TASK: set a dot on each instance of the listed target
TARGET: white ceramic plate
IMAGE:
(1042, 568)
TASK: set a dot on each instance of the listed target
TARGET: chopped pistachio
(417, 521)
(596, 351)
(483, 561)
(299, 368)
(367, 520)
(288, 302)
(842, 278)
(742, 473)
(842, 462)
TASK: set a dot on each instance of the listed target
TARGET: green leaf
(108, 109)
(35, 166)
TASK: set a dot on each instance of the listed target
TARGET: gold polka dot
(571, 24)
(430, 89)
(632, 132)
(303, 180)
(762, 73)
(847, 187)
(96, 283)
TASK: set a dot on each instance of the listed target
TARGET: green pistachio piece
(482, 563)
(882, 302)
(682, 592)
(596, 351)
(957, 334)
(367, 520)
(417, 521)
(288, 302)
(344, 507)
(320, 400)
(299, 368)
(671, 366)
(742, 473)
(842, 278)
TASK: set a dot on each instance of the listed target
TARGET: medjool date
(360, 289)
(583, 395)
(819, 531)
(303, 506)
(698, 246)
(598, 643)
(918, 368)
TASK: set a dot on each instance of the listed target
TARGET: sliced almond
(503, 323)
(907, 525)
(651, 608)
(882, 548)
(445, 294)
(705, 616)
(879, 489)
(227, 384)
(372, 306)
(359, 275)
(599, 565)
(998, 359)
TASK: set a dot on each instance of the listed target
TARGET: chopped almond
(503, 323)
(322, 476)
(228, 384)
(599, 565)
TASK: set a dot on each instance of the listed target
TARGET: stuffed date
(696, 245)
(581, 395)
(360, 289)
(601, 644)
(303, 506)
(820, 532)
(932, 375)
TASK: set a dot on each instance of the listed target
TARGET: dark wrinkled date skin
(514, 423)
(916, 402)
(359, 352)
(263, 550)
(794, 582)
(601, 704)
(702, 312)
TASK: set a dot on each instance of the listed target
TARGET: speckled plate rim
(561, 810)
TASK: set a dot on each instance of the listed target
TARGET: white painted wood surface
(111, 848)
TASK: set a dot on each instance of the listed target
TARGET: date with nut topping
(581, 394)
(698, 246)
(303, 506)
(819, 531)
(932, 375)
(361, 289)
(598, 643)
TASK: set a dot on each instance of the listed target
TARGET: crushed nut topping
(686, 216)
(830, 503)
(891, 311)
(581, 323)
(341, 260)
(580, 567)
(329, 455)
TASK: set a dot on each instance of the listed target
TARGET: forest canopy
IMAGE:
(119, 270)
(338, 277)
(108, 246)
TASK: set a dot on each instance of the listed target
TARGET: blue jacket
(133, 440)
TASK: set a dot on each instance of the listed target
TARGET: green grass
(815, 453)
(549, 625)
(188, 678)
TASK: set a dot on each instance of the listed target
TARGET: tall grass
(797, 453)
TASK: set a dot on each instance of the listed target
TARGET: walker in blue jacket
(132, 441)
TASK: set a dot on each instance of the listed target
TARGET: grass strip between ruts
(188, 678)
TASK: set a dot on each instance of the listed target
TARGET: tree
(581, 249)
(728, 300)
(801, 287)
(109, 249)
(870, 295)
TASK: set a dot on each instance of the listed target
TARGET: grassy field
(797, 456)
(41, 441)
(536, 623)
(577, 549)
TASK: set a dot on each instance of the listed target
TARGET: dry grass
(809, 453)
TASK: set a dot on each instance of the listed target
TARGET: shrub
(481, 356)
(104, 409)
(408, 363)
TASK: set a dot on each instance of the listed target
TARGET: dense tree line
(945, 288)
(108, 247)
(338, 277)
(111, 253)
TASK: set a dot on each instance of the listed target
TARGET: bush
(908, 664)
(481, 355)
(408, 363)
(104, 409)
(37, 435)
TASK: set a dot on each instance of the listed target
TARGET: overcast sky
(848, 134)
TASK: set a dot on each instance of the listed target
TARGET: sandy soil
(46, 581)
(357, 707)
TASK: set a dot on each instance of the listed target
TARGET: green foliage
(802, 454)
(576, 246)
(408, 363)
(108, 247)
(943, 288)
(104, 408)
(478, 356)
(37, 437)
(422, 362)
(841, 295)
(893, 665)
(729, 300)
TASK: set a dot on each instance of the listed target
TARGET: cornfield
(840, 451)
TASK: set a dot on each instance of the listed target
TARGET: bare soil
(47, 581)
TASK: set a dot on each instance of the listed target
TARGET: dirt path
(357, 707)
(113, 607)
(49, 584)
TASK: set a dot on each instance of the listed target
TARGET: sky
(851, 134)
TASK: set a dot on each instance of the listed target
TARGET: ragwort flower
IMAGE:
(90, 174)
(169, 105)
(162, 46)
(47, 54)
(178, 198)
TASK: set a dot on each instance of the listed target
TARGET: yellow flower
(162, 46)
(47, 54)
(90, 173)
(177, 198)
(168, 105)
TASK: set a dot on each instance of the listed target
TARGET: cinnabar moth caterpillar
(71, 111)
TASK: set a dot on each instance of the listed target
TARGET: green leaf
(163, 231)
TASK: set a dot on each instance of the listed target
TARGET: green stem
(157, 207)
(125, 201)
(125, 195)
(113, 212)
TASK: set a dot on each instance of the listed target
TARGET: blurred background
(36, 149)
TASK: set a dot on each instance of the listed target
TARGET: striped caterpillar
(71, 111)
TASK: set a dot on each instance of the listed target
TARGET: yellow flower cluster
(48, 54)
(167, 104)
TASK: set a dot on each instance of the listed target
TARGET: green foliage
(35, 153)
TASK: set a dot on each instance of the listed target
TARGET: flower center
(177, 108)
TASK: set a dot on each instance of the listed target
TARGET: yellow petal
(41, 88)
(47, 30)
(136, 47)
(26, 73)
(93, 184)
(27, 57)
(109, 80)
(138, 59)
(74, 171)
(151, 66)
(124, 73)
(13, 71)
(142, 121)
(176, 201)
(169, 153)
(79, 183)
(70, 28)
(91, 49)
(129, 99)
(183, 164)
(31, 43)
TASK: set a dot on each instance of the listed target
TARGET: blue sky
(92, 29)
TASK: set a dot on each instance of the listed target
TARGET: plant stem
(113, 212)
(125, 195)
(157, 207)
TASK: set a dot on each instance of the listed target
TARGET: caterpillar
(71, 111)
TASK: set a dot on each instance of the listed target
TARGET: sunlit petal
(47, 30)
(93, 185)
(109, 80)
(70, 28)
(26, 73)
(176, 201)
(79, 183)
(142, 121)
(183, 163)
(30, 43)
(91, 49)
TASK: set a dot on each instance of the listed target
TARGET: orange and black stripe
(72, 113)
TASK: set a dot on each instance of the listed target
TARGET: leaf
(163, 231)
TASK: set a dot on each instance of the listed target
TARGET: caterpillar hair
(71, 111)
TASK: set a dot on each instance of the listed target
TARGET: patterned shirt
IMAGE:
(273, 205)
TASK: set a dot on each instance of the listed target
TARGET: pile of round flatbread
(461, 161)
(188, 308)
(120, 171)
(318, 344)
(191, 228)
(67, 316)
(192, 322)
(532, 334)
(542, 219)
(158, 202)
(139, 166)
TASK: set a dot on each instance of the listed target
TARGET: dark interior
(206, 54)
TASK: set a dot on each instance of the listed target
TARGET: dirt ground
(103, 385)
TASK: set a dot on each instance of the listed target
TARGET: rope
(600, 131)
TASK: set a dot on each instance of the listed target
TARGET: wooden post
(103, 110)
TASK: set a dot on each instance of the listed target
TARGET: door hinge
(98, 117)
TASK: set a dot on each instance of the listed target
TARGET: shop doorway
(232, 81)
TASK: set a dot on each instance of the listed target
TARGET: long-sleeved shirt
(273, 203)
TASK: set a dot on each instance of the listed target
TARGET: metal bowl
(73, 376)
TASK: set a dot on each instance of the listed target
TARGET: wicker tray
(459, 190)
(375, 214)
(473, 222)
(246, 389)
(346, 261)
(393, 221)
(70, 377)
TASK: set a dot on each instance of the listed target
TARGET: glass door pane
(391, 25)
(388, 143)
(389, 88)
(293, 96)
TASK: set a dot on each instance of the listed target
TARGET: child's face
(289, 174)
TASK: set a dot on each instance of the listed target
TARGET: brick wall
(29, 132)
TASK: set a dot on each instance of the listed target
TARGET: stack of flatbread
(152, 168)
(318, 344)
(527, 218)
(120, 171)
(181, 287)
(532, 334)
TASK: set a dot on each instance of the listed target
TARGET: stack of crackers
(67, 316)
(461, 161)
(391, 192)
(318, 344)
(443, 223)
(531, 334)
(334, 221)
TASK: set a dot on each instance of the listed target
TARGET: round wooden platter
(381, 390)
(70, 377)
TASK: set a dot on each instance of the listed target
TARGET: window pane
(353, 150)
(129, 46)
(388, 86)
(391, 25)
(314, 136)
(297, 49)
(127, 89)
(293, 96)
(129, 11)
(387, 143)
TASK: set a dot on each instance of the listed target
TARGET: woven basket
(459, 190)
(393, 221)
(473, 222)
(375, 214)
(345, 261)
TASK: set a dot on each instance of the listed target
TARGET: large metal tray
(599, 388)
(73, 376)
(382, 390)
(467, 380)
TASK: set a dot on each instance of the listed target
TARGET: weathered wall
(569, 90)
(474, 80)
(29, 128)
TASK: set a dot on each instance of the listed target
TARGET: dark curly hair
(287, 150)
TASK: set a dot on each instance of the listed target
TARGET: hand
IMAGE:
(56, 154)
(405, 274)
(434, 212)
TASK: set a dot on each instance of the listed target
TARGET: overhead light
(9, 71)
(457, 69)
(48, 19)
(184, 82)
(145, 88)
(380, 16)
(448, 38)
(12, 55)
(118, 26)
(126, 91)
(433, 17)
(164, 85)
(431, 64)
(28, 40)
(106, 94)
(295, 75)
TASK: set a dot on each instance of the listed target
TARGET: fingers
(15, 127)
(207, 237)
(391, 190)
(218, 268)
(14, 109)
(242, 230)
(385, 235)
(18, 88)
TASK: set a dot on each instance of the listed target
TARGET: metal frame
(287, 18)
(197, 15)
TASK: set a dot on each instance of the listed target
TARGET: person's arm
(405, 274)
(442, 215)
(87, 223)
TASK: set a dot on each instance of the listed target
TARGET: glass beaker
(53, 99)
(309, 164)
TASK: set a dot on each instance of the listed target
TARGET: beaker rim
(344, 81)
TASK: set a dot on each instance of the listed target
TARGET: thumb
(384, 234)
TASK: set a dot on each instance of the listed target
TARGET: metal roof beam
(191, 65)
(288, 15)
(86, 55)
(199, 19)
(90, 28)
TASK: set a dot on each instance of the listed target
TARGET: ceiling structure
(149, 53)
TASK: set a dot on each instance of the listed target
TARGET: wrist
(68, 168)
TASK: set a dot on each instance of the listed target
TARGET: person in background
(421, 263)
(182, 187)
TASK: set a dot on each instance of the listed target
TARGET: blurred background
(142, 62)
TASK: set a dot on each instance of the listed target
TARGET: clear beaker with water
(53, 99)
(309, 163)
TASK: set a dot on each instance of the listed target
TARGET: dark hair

SET EXERCISE. Count the lines above that contain the string "wooden", treating uppercase and lowercase as different. Give only the number.

TASK ANSWER. 2